===== Supplied data

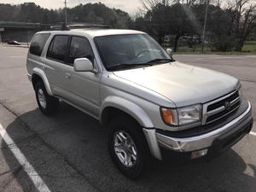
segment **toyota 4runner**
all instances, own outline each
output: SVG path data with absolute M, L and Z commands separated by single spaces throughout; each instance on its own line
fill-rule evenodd
M 63 101 L 98 119 L 114 164 L 135 178 L 152 156 L 213 156 L 253 126 L 236 78 L 167 52 L 137 31 L 41 32 L 29 49 L 27 76 L 44 114 Z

==========

Write out the lines above as a numbered list, skipping any blank lines and leaving out the picture.

• Worked answer
1. segment **toyota 4runner**
2. all instances, own outline each
3. output: SVG path data with absolute M, L and Z commands separated by single spaces throughout; each instance on its own line
4. fill-rule evenodd
5. M 63 101 L 98 119 L 114 164 L 135 178 L 152 156 L 213 156 L 253 126 L 236 78 L 167 52 L 137 31 L 41 32 L 29 49 L 27 76 L 44 114 Z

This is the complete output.